_EXERCISE REQUIREMENTS_
Reproduce every line of the listing below verbatim, omitting the pictures.
:: TASK DATA
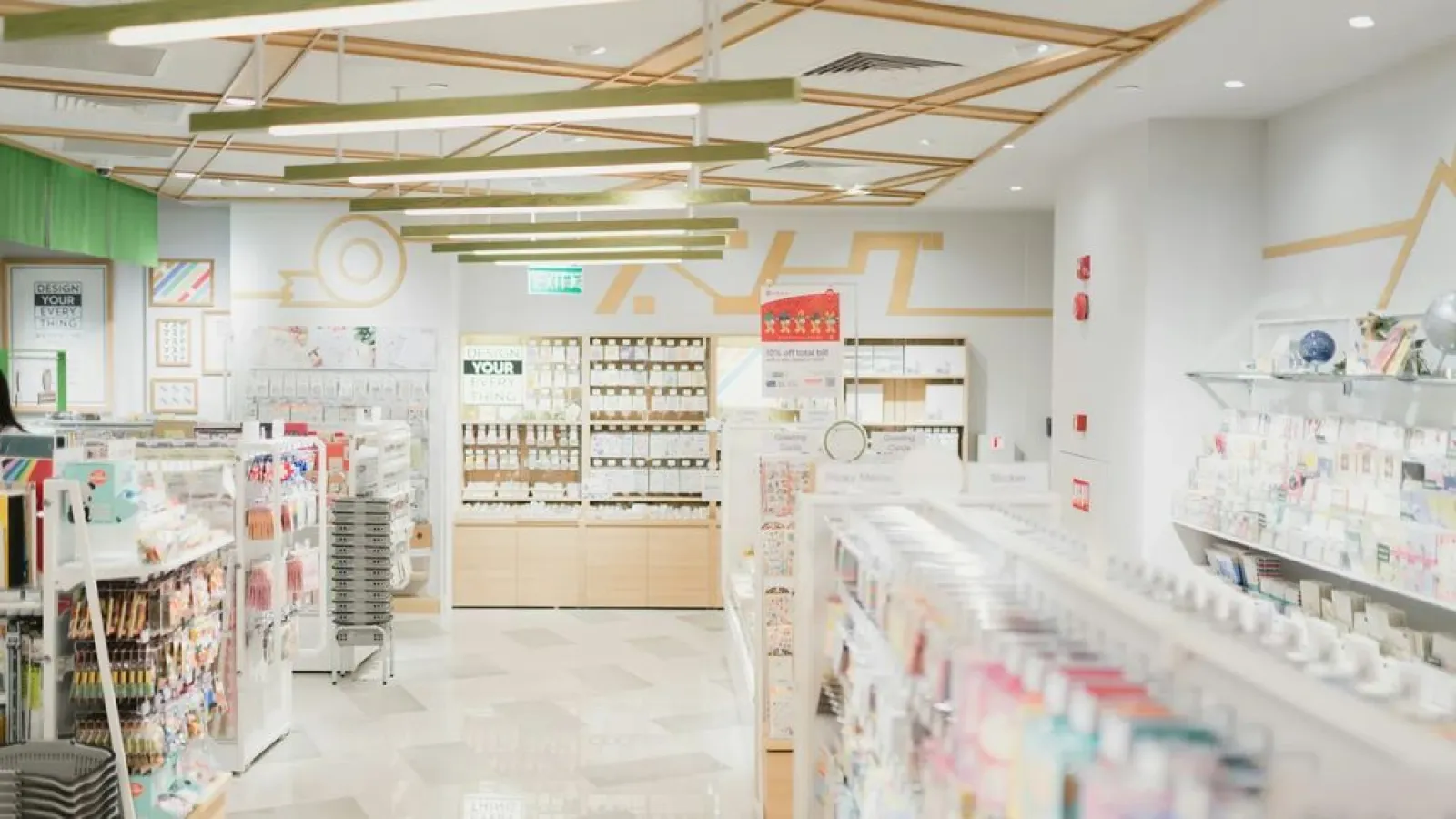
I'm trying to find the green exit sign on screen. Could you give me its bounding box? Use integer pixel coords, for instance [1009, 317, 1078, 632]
[526, 264, 581, 296]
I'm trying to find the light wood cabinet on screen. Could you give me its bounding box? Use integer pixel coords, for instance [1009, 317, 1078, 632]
[515, 523, 582, 606]
[646, 526, 712, 609]
[453, 526, 520, 606]
[582, 526, 648, 608]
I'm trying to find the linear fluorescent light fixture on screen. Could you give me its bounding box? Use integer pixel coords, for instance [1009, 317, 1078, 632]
[457, 250, 723, 265]
[349, 188, 748, 216]
[282, 143, 769, 185]
[431, 233, 728, 255]
[400, 217, 738, 242]
[191, 77, 801, 137]
[5, 0, 637, 46]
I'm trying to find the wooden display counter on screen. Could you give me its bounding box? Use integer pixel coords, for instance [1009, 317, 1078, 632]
[453, 519, 723, 609]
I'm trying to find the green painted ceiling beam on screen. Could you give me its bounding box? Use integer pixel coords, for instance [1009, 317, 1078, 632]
[191, 77, 801, 133]
[431, 233, 728, 254]
[400, 217, 738, 240]
[349, 188, 750, 216]
[282, 143, 769, 182]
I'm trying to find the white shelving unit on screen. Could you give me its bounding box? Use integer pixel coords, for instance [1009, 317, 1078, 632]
[794, 495, 1456, 817]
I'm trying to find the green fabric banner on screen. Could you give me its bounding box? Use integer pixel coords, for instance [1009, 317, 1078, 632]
[0, 145, 54, 248]
[46, 163, 112, 258]
[109, 182, 157, 267]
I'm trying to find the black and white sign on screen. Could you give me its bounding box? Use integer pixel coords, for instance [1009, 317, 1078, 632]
[0, 262, 112, 411]
[35, 281, 82, 332]
[460, 344, 526, 405]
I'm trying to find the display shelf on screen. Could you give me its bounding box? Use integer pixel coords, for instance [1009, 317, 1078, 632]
[1174, 521, 1456, 613]
[794, 495, 1456, 816]
[51, 532, 236, 587]
[1185, 370, 1456, 386]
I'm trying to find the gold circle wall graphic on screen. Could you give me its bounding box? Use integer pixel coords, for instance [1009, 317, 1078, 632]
[313, 214, 405, 306]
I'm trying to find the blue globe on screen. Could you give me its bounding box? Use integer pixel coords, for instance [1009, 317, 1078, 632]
[1299, 329, 1335, 364]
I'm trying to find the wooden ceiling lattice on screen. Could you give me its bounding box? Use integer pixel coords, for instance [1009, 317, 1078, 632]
[0, 0, 1218, 207]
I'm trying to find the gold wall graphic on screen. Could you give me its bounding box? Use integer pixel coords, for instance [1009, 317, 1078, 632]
[597, 230, 1051, 318]
[1264, 146, 1456, 310]
[233, 214, 408, 308]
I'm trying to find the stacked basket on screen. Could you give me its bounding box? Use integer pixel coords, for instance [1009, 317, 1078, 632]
[0, 742, 121, 819]
[329, 497, 395, 685]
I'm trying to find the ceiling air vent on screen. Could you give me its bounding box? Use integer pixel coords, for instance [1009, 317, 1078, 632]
[769, 159, 864, 170]
[804, 51, 963, 77]
[61, 137, 177, 159]
[0, 41, 167, 77]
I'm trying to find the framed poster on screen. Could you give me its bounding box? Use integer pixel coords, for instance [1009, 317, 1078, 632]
[202, 310, 233, 376]
[148, 259, 217, 308]
[0, 259, 112, 412]
[153, 319, 192, 368]
[151, 379, 197, 415]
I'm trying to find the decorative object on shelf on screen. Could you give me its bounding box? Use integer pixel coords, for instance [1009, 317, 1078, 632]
[1421, 290, 1456, 371]
[147, 259, 217, 308]
[150, 378, 197, 415]
[1299, 329, 1335, 364]
[155, 318, 192, 368]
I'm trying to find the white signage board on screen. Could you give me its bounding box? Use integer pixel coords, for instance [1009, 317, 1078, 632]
[966, 460, 1051, 495]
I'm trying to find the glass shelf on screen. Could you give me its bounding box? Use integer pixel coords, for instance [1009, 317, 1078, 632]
[1187, 371, 1456, 386]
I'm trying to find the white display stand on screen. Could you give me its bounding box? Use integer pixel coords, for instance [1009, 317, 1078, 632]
[794, 494, 1456, 816]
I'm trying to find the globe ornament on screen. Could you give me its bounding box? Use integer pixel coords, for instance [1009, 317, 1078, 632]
[1299, 329, 1335, 364]
[1421, 290, 1456, 356]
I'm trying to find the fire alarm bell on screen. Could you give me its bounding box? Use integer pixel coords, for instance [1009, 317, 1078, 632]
[1072, 293, 1092, 322]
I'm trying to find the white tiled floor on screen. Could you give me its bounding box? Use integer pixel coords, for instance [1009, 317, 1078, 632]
[228, 609, 753, 819]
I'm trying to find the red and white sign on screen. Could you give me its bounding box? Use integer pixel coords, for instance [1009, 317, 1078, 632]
[759, 287, 844, 400]
[1072, 478, 1092, 511]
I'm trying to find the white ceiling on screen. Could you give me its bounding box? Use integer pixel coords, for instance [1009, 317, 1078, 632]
[0, 0, 1456, 208]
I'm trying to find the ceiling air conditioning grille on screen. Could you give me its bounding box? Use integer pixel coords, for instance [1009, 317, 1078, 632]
[804, 51, 963, 77]
[769, 159, 864, 170]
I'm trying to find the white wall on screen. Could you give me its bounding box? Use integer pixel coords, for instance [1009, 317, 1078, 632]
[460, 210, 1051, 460]
[1259, 46, 1456, 315]
[1053, 121, 1264, 562]
[1051, 126, 1148, 548]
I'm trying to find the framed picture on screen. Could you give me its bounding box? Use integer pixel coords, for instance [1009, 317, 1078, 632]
[202, 310, 233, 376]
[153, 319, 192, 368]
[150, 259, 217, 308]
[0, 259, 112, 412]
[151, 379, 197, 415]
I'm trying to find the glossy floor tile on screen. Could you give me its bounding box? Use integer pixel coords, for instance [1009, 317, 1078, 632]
[228, 609, 753, 819]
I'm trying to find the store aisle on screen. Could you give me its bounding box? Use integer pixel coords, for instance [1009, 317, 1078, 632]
[228, 609, 753, 819]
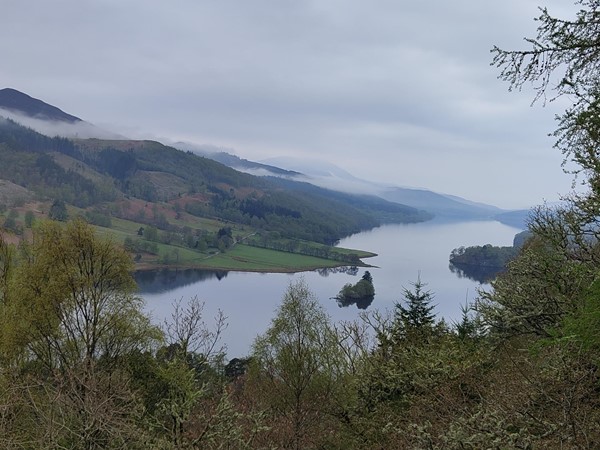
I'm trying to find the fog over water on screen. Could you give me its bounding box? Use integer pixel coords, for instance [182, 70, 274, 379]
[138, 221, 521, 358]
::::
_OUTPUT OF THE EXERCISE_
I'm trying to find the green exit sign on screen. Could you give me its bounding box? Use integer pixel coords, for instance [1009, 317, 1078, 632]
[526, 264, 581, 296]
I'm trying to find the light wood cabinet on screen. Could you give me its bounding box? Use integer pixel coords, for instance [1009, 317, 1078, 632]
[515, 523, 582, 606]
[646, 526, 712, 609]
[453, 526, 520, 606]
[582, 526, 648, 608]
I'm trying to find the linear fluorescent light fixture on screen. Could you give me its bounding box? Use integer pixel coords, for instance [1009, 317, 1078, 632]
[457, 250, 723, 265]
[349, 188, 748, 216]
[282, 143, 769, 185]
[431, 233, 728, 255]
[400, 217, 738, 242]
[191, 77, 801, 137]
[5, 0, 637, 46]
I'm trying to find the wooden display counter on screen. Could you give me its bounding box? Use integer pixel coords, for instance [1009, 317, 1078, 632]
[453, 519, 723, 609]
I'm trying to find the green painted ceiling beam on screen. Could you give me its bounding box? Use integer pixel coords, for instance [1009, 317, 1078, 632]
[191, 77, 801, 133]
[431, 233, 728, 254]
[400, 217, 738, 240]
[349, 188, 750, 216]
[282, 143, 769, 182]
I'm trying to find the white shelving unit on screen. Could you give me its bounding box? Use integer pixel coords, for instance [1009, 317, 1078, 632]
[794, 495, 1456, 817]
I'm trying to find the green fabric banner on screen. Could you give me its bounding box? Use integer pixel coords, for instance [1009, 317, 1078, 632]
[0, 145, 54, 248]
[46, 163, 112, 258]
[109, 182, 157, 267]
I'm trying to find the black and white sign on screen. Could you give me its bounding box? Use integer pixel coords, for instance [1009, 317, 1078, 632]
[0, 262, 112, 411]
[35, 281, 82, 332]
[460, 344, 526, 405]
I'm trying to find the display shelf on screen. Could you give me its bounding box? Use integer pixel coords, for instance [1009, 317, 1078, 632]
[1174, 521, 1456, 613]
[794, 495, 1456, 816]
[51, 532, 236, 587]
[1185, 370, 1456, 386]
I'm trying to find the gold circle wall graphic on screen. Could you give me its bounding box? Use integer pixel coords, for instance [1009, 317, 1078, 632]
[313, 214, 405, 306]
I'm trying to find the blue globe on screen. Could you give me its bounding box? Use integer pixel coords, for instance [1009, 317, 1078, 632]
[1299, 329, 1335, 364]
I'm trying to find the wooden ceiling lattice on screen. Could you give me its bounding box? Use integer pixel coords, for instance [1009, 317, 1078, 632]
[0, 0, 1218, 207]
I'm trying to find the gold wall graphic on screen. Could you give me its bounding box? Use integer pixel coords, for instance [1009, 317, 1078, 632]
[597, 230, 1051, 318]
[1264, 146, 1456, 310]
[233, 214, 408, 308]
I'm trying to find the stacked basket on screen. Could you give me its bounding box? Use integer pixel coords, for instance [1009, 317, 1078, 632]
[0, 742, 121, 819]
[329, 497, 395, 685]
I'm trying to find the ceiling air vent on screen. Could you give me its bounding box? Use integer pixel coords, for instance [1009, 317, 1078, 632]
[769, 159, 864, 170]
[804, 51, 963, 77]
[61, 137, 177, 159]
[0, 41, 167, 77]
I'm trying to find the framed poster on screen. Could you give me its bounding box? Use integer pixel coords, for instance [1009, 317, 1078, 632]
[202, 310, 233, 376]
[148, 259, 217, 308]
[0, 259, 112, 412]
[153, 319, 192, 368]
[151, 379, 197, 415]
I'm trying to find the decorative object on shelf on screen. Could you give me its bounding box? Use integer pixel coords, for instance [1009, 317, 1078, 632]
[1421, 290, 1456, 371]
[147, 259, 217, 308]
[150, 378, 197, 415]
[1299, 329, 1335, 364]
[155, 318, 192, 368]
I'm trying to find the white signage board on screen. Could you give me its bounding box? Use integer pixel coords, for instance [1009, 317, 1078, 632]
[966, 460, 1051, 495]
I'm trying to find the glass shelf on screen. Could you give me its bounding box? Use integer pixel coords, for instance [1009, 317, 1078, 632]
[1187, 371, 1456, 386]
I'm trying to find the white display stand on screen. Could you give me its bounding box? Use integer pixel coords, for instance [1009, 317, 1078, 632]
[794, 494, 1456, 816]
I'm trying to find the globe ornament on screen. Could you give me its bounding box? Use integer pixel coords, for instance [1009, 317, 1078, 632]
[1299, 329, 1335, 364]
[1421, 290, 1456, 356]
I'm trying to find the fire alarm bell on screen. Could you give me its bounding box? Use integer pixel coords, for instance [1009, 317, 1078, 632]
[1072, 293, 1092, 322]
I'm trying to find the white tiled floor on screen. Could you give me its bounding box? Use integer pixel coords, for instance [1009, 317, 1078, 632]
[228, 609, 753, 819]
I'm trying to find the red and white sign on screen. Could you give me its bounding box? Use integer pixel coords, for instance [1009, 317, 1078, 632]
[759, 287, 844, 400]
[1072, 478, 1092, 511]
I'm trying to find the white ceiling on screen. Could you give me its bounding box? Use integer pixel coords, for instance [1009, 317, 1078, 632]
[0, 0, 1456, 208]
I'm trying to find the ceiling air conditioning grille on screen. Could you give me its bounding box? Use integer pixel coords, for instance [1009, 317, 1078, 632]
[804, 51, 963, 77]
[769, 159, 864, 170]
I'm trying to find the white wall on screen. Could you give me its bounding box? Use integer pixel coords, for instance [1009, 317, 1078, 632]
[460, 210, 1051, 460]
[1259, 46, 1456, 315]
[1053, 121, 1264, 562]
[1051, 126, 1148, 548]
I'm trying to find the framed picture on screen. Could you give me its bounding box? Use integer pixel coords, for instance [1009, 317, 1078, 632]
[202, 310, 233, 376]
[153, 319, 192, 368]
[150, 259, 217, 308]
[0, 259, 112, 412]
[151, 379, 197, 415]
I'm trying to find the glossy floor tile on screen. Could you give me its bounding box? Use integer pixel coords, for instance [1009, 317, 1078, 632]
[228, 609, 753, 819]
I'm trying to find the store aisle on screen. Could you give me its bounding box? Use integer pixel coords, for instance [1009, 317, 1078, 632]
[228, 609, 753, 819]
I'm trying to find the fog over water on screen. Could you give me its bounding box? Use integer pixel coords, for instance [182, 70, 274, 379]
[138, 221, 521, 358]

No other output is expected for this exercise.